## Begin THE DATA
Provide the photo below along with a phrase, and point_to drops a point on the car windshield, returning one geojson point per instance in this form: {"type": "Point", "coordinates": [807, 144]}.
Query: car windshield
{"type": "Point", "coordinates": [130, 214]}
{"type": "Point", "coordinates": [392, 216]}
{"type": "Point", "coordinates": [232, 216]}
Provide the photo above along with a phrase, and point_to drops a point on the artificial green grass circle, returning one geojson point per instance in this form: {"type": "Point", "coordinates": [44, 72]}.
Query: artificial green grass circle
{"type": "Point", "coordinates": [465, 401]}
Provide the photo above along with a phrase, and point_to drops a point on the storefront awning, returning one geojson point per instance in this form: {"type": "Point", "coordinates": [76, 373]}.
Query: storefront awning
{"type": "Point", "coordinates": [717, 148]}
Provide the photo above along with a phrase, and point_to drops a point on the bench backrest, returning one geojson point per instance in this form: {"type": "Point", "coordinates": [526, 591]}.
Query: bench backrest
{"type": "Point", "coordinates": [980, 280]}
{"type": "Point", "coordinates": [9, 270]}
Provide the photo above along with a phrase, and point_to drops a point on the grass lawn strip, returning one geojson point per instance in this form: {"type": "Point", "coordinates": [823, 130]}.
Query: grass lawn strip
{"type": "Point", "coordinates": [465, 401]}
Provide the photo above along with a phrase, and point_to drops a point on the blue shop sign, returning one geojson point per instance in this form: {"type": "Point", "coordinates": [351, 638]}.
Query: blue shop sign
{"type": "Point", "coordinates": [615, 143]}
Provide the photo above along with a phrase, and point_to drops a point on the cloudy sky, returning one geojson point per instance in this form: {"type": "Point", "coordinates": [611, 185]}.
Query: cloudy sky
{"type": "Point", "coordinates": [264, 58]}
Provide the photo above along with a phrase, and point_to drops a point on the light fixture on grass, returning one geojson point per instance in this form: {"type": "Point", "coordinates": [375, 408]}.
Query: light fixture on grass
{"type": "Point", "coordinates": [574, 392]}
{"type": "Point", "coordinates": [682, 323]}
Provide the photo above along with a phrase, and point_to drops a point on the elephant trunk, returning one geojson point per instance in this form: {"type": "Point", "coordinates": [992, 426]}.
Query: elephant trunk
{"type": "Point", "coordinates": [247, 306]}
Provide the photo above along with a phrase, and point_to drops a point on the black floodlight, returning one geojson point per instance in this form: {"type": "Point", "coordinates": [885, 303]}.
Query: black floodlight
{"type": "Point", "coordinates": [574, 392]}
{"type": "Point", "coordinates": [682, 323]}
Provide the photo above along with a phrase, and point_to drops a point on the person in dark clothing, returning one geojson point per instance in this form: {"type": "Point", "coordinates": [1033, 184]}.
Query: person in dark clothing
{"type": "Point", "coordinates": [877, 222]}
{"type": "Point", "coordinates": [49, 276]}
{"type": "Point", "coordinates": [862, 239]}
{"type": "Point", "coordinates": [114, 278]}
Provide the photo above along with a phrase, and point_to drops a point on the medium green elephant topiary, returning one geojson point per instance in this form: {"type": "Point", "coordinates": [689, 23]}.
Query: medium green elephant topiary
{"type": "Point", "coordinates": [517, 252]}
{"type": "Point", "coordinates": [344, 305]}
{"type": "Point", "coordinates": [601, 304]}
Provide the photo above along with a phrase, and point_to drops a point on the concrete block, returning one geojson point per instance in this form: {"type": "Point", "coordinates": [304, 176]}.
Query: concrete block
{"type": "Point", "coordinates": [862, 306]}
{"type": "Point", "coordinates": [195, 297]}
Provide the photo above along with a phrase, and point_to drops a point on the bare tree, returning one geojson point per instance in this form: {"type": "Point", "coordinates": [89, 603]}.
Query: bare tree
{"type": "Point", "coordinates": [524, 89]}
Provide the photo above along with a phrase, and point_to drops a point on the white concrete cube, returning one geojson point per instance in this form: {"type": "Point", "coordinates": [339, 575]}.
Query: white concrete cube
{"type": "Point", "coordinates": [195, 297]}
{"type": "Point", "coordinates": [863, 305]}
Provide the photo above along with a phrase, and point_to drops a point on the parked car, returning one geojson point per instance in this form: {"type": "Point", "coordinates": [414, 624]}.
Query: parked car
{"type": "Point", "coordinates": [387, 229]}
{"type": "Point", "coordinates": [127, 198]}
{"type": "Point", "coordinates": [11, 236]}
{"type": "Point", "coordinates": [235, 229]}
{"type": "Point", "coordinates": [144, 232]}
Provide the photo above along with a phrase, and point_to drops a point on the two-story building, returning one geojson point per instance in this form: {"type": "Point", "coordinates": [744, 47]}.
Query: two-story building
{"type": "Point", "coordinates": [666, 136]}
## End THE DATA
# WHAT YOU HAVE TO DO
Write out the full listing, keeping every line exactly as it is.

# WRITTEN ANSWER
Provide the photo below along with a phrase, and point_to drops a point on the car windshield, returning one geojson point per instance in this form: {"type": "Point", "coordinates": [807, 144]}.
Query: car windshield
{"type": "Point", "coordinates": [130, 214]}
{"type": "Point", "coordinates": [392, 216]}
{"type": "Point", "coordinates": [232, 216]}
Provide the photo above along with a phrase, and point_to drops a point on the artificial green grass circle, returning one geojson point per instance in this form: {"type": "Point", "coordinates": [44, 72]}.
Query: artificial green grass circle
{"type": "Point", "coordinates": [465, 401]}
Provide the photo above along with a phrase, and point_to drops a point on the storefront awning, returning one geojson point per instance in this form: {"type": "Point", "coordinates": [76, 373]}.
Query: storefront awning
{"type": "Point", "coordinates": [717, 148]}
Provide the photo above along with a phrase, and point_to drops a point on the bench backrest, returning one geojson point per instance in this form: {"type": "Point", "coordinates": [526, 591]}.
Query: bench backrest
{"type": "Point", "coordinates": [980, 280]}
{"type": "Point", "coordinates": [9, 270]}
Provide the photo above along with a phrase, and point_to drops a point on the grass lawn strip, returning one geojson point per instance in this form: {"type": "Point", "coordinates": [823, 130]}.
Query: grass lawn strip
{"type": "Point", "coordinates": [465, 401]}
Provide the photo above along with a phrase, and point_to drops a point on the blue shop sign, returning one geojson point per instance in this form: {"type": "Point", "coordinates": [351, 638]}.
Query: blue shop sign
{"type": "Point", "coordinates": [615, 143]}
Provide the photo above along with a phrase, and point_to drops a point on the cloudy sky, returning one geojson point per instance in this form: {"type": "Point", "coordinates": [611, 185]}.
Query: cloudy sky
{"type": "Point", "coordinates": [264, 58]}
Provide the photo above along with a phrase, and point_to drops a point on the light fixture on grass, returning one geojson point per instance in this form: {"type": "Point", "coordinates": [375, 408]}.
Query: light fixture on grass
{"type": "Point", "coordinates": [574, 392]}
{"type": "Point", "coordinates": [682, 323]}
Provide the photo above along with a phrase, and point_to drops a point on the elephant trunk, returning one geojson point per instance in this form: {"type": "Point", "coordinates": [992, 426]}.
Query: elephant trunk
{"type": "Point", "coordinates": [247, 306]}
Provide the photo above along with a phrase, and point_to drops a point on the black floodlight, returning one geojson point per instance in this form: {"type": "Point", "coordinates": [885, 303]}.
Query: black floodlight
{"type": "Point", "coordinates": [574, 392]}
{"type": "Point", "coordinates": [682, 323]}
Provide the photo above along with a phrase, and point_to drops a point on the person in dark clothing, returning one geojson point per instance in this form: {"type": "Point", "coordinates": [1033, 184]}.
Query: person in dark clothing
{"type": "Point", "coordinates": [877, 222]}
{"type": "Point", "coordinates": [49, 276]}
{"type": "Point", "coordinates": [862, 239]}
{"type": "Point", "coordinates": [114, 278]}
Provide the photo above along with a phrase, and point_to drops a point on the medium green elephant topiary, returning one geojson point per instance in this form: {"type": "Point", "coordinates": [689, 23]}.
Query: medium green elephant topiary
{"type": "Point", "coordinates": [517, 252]}
{"type": "Point", "coordinates": [344, 305]}
{"type": "Point", "coordinates": [601, 304]}
Provide the photo above along with a phrase, and point_to drops a point on the concrete block, returning one geojson point per instance in this form: {"type": "Point", "coordinates": [304, 176]}.
Query: concrete block
{"type": "Point", "coordinates": [862, 306]}
{"type": "Point", "coordinates": [195, 297]}
Provide the photo above along with a phrase, and point_to drops a point on the bare tree, returning one geojson point per instance in this form: {"type": "Point", "coordinates": [89, 603]}.
Query: bare tree
{"type": "Point", "coordinates": [524, 89]}
Provide the photo above along with a phrase, and point_to drops a point on the white concrete cube, returning one geojson point per instance in this form: {"type": "Point", "coordinates": [339, 575]}.
Query: white concrete cube
{"type": "Point", "coordinates": [195, 297]}
{"type": "Point", "coordinates": [863, 305]}
Provide the photo above along with a phrase, and point_to drops a point on the parked car, returning one geojson point per instance in this form: {"type": "Point", "coordinates": [414, 624]}.
Query: parked car
{"type": "Point", "coordinates": [387, 229]}
{"type": "Point", "coordinates": [127, 198]}
{"type": "Point", "coordinates": [11, 236]}
{"type": "Point", "coordinates": [235, 229]}
{"type": "Point", "coordinates": [144, 232]}
Provide the photo above along with a phrase, and point_to drops a point on the two-story building, returning one geojson point per instance in this form: {"type": "Point", "coordinates": [744, 47]}.
Query: two-story building
{"type": "Point", "coordinates": [666, 136]}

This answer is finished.